1899 Histoire de la langue1899 -  Histoire de la langue et de la littérature française

Petit de Julleville

Histoire de la langue et de la littérature française des origines à 1900

Publiée sous la direction de L. Petit de Julleville, professeur à la Faculté des lettres de l’Université de Paris.

Tome VII – Dix-neuvième siècle. Période romantique (1800-1850)

Armand Collin et Cie, Éditeurs.
Paris, 5, rue de Mézières
1899

Sommaire
- Chapitre II. I. - Joseph de Maistre
- Chapitre XI - Ballanche (1776-1847)


Chapitre II. I. - Joseph de Maistre

Extrait, pages 53-54

Joseph de Maistre, tout en se résignant à la morne destinée [54] qui le condamnait à vivre dans une petite ville, n'avait peut-être pas assez caché qu'il en souffrait : « Suis-je donc, disait-il, condamné à vivre et à mourir ici, comme une huître attachée à son rocher ? (1) » Aussi ses concitoyens devaient-ils se défier de ce penseur dédaigneux et solitaire qui « voulait en savoir plus » que les autres (2). Sans se soucier des rumeurs, avide de connaître toutes choses, Joseph de Maistre alla jusqu'à entretenir des rapports avec les nouveaux mystiques, disciples du théosophe Saint-Martin, qui en comptait beaucoup dans la région lyonnaise; il se mêla à leurs assemblées de Lyon ; il fit même partie d'une loge de francs-maçons qui s'était établie à Chambéry. A la vérité, il s'empressa de s'en retirer dès que la révolution française eut éclaté et que le roi de Sardaigne eut fait connaître son peu de goût pour les associations de ce genre. Il n'en resta pas moins suspect aux gens de la cour, qui l'appelèrent d'abord philosophe, et un peu plus tard jacobin (3).

Notes

1. Lettre du 14 février 1805.
2. Lettre du 24 octobre/5 novembre 1808.
3. Albert Blanc, Mémoires politiques et correspondance diplomatique de Joseph de Maistre, chap. p. 14. — Rodolphe de Maistre, Notice biographique de M. le comte J. de Maistre.

==========

* À faire:
Récrivez, s'il vous plaît, tout ce qui va de « 1. Lettre du » jusqu'à « J. de Maistre. » dans le texte fourni, en mettant « Missive » à la place de « Lettre ». Seul le texte fourni doit servir de source.

==========

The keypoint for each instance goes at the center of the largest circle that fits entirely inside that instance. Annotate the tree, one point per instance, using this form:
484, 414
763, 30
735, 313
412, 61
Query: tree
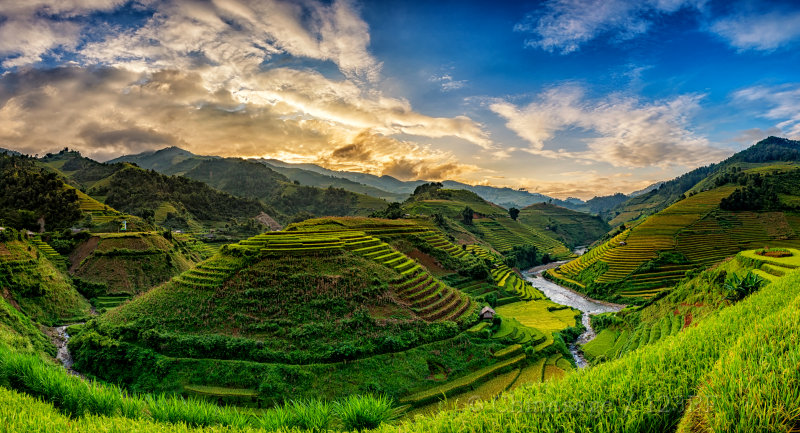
394, 211
428, 188
466, 215
438, 219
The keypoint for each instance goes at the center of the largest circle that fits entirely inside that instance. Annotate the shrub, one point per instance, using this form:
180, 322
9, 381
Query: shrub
738, 288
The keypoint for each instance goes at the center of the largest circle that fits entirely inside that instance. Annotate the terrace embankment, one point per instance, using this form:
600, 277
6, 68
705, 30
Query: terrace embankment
571, 298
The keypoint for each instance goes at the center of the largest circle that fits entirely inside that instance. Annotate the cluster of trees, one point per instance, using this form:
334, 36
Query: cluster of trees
758, 193
525, 257
29, 195
140, 192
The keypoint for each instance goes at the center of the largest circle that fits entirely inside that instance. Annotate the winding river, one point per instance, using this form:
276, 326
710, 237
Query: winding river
564, 296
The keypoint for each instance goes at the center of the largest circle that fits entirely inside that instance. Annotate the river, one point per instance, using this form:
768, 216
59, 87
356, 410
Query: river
60, 340
564, 296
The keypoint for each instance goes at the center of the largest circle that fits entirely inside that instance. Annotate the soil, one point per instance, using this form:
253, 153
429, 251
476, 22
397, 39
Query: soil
429, 262
82, 252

==========

* Solution:
1. Missive du 14 février 1805.
2. Missive du 24 octobre/5 novembre 1808.
3. Albert Blanc, Mémoires politiques et correspondance diplomatique de Joseph de Maistre, chap. p. 14. — Rodolphe de Maistre, Notice biographique de M. le comte J. de Maistre.